281 So.3d 216
Miss. Ct. App.2019Background
- Joni Warner and Larry Thomas, unmarried parents of minor L.J., were awarded joint legal and physical custody with alternate-week physical custody in a January 26, 2017 final decree; neither party appealed that decree.
- On April 2, 2017, an altercation at a YMCA basketball game occurred; Warner alleges Thomas slapped the child and attempted to assault her; Thomas disputes the account and denies striking the child.
- Warner obtained an ex parte emergency domestic-abuse protective order (later extended through June 14, 2017) based on the April incident; no counseling or anger-management was ordered and no impartial witnesses to the incident testified at the modification hearing.
- Warner filed a Petition for Modification (April 18, 2017) seeking sole custody, alleging a material change in circumstances and that L.J. feared his father; Thomas denied the allegations.
- At the August 13, 2017 hearing both parents and family members testified with sharply conflicting accounts and partisan testimony about the child’s emotional/behavioral changes; the chancery court found no material change adversely affecting the child and denied modification.
- Warner’s motions to reconsider and for a new trial (claiming the statutory presumption against a parent with a history of family violence and newly discovered witnesses) were denied; the trial court found no history of perpetrating family violence and that Warner failed to show newly discoverable, substantive evidence.

• **Task list**
(1) Using the case summary, answer the following:
(a) On what date was the final custody decree entered?
(b) At what event did the April 2, 2017 altercation take place?
(c) Through what date was the protective order extended?
(2) List every full calendar date (month, day, and year) that appears in the case summary.
(3) Write out the portion of the case summary between "- At the August" and "and denied modification.", inclusive.

• **Annotation dataset entries**
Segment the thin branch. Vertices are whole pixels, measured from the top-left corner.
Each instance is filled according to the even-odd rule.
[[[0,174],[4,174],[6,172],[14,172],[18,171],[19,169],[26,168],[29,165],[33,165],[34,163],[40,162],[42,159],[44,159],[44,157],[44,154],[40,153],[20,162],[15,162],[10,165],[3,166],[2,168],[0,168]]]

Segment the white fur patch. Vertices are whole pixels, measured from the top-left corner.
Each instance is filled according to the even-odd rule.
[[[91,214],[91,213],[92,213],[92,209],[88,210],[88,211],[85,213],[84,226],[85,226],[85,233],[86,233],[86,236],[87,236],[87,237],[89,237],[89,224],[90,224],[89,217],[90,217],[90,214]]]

• **The results**
(1)
(a) January 26, 2017
(b) A YMCA basketball game
(c) June 14, 2017

(2)
January 26, 2017
April 2, 2017
June 14, 2017
April 18, 2017
August 13, 2017

(3)
- At the August 13, 2017 hearing both parents and family members testified with sharply conflicting accounts and partisan testimony about the child’s emotional/behavioral changes; the chancery court found no material change adversely affecting the child and denied modification.